EXERCISE INSTRUCTIONS: Convert the stretch of the records from the line containing "of the sunglasses" through the end of the records into a Markdown table with the columns Row and Line, omitting blank lines. Each row should hold a running row number and one line.

RECORDED INFORMATION:

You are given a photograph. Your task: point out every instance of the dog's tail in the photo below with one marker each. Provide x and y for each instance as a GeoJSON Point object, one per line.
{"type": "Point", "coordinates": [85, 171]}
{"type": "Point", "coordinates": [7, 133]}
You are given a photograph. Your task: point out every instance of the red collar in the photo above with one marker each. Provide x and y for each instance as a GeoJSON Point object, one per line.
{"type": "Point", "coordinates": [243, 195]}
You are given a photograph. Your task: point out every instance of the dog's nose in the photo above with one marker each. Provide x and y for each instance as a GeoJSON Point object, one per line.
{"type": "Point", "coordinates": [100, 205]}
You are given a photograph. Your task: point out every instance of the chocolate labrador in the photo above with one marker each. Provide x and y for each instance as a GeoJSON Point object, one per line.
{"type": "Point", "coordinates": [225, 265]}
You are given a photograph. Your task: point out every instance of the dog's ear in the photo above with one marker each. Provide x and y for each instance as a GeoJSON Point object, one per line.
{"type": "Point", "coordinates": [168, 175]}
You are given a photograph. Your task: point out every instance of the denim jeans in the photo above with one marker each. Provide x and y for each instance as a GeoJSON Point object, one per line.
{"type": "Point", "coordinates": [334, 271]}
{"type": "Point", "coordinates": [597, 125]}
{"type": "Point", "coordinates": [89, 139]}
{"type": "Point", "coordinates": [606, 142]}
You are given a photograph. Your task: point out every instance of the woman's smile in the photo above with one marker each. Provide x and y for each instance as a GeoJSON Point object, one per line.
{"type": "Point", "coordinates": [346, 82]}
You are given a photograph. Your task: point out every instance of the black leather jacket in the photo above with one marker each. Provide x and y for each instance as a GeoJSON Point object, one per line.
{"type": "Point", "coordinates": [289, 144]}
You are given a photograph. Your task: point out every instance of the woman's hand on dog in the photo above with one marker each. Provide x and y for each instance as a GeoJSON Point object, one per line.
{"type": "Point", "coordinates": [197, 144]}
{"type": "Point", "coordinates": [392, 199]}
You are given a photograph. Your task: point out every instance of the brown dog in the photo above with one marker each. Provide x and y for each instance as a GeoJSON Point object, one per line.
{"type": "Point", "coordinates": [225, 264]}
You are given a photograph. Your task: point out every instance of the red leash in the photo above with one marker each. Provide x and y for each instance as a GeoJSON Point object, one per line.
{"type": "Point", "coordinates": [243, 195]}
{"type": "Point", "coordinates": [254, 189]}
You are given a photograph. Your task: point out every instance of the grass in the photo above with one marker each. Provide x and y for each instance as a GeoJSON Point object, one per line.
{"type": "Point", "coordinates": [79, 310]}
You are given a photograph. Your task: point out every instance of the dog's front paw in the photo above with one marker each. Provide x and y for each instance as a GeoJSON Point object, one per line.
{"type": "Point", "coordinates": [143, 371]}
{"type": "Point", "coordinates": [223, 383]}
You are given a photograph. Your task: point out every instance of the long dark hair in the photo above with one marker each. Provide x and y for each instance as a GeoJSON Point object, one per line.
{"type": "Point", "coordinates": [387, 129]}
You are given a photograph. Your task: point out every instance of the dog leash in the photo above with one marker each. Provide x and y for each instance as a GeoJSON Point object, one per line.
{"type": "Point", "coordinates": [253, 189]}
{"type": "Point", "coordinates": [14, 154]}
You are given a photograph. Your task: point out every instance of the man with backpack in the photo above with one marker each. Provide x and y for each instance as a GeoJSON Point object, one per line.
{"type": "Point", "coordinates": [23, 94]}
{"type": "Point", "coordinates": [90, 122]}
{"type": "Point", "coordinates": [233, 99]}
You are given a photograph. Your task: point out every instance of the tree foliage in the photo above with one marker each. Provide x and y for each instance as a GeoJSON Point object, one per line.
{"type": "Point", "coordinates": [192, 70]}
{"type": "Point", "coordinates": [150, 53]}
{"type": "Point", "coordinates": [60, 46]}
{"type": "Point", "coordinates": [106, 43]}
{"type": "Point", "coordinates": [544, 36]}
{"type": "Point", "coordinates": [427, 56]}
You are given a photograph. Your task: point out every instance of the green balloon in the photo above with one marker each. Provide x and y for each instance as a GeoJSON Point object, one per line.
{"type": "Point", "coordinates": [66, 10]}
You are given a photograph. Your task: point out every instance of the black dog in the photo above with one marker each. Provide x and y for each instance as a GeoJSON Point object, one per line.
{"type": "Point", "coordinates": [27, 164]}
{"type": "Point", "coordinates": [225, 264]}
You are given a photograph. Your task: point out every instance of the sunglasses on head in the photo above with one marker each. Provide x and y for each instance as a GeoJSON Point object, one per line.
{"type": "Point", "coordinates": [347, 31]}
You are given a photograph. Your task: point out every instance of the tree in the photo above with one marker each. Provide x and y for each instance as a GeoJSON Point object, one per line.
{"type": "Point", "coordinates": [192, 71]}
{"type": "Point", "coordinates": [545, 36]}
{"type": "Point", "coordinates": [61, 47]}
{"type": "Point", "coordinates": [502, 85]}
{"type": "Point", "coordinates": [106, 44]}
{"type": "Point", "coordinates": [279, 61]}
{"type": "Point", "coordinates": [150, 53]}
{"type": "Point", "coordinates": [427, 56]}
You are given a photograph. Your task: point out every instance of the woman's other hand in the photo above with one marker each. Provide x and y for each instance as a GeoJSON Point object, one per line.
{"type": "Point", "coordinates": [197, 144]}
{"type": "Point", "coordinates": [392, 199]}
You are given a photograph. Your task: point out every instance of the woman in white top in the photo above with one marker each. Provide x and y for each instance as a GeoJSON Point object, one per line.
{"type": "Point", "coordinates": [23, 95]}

WRITTEN SOLUTION:
| Row | Line |
|---|---|
| 1 | You are given a photograph. Your task: point out every instance of the sunglasses on head in the photo above with one marker each. Provide x and y for each instance as a GeoJSON Point object, one per line. |
| 2 | {"type": "Point", "coordinates": [347, 31]} |
| 3 | You are given a photograph. Your task: point out every instance of the tree in the photo above with one marker each. Provide x and y for each instance as a GeoJSON Point object, one per line. |
| 4 | {"type": "Point", "coordinates": [192, 71]} |
| 5 | {"type": "Point", "coordinates": [545, 36]} |
| 6 | {"type": "Point", "coordinates": [61, 47]} |
| 7 | {"type": "Point", "coordinates": [502, 85]} |
| 8 | {"type": "Point", "coordinates": [106, 44]} |
| 9 | {"type": "Point", "coordinates": [279, 61]} |
| 10 | {"type": "Point", "coordinates": [150, 53]} |
| 11 | {"type": "Point", "coordinates": [427, 56]} |
| 12 | You are given a photograph. Your task: point out every instance of the woman's other hand in the photo above with one marker each. Provide x and y for each instance as a GeoJSON Point object, one per line. |
| 13 | {"type": "Point", "coordinates": [197, 144]} |
| 14 | {"type": "Point", "coordinates": [392, 199]} |
| 15 | You are given a photograph. Your task: point out every instance of the woman in white top in the photo above with one marker each. Provide x and y for each instance as a GeoJSON Point object, one per line. |
| 16 | {"type": "Point", "coordinates": [23, 95]} |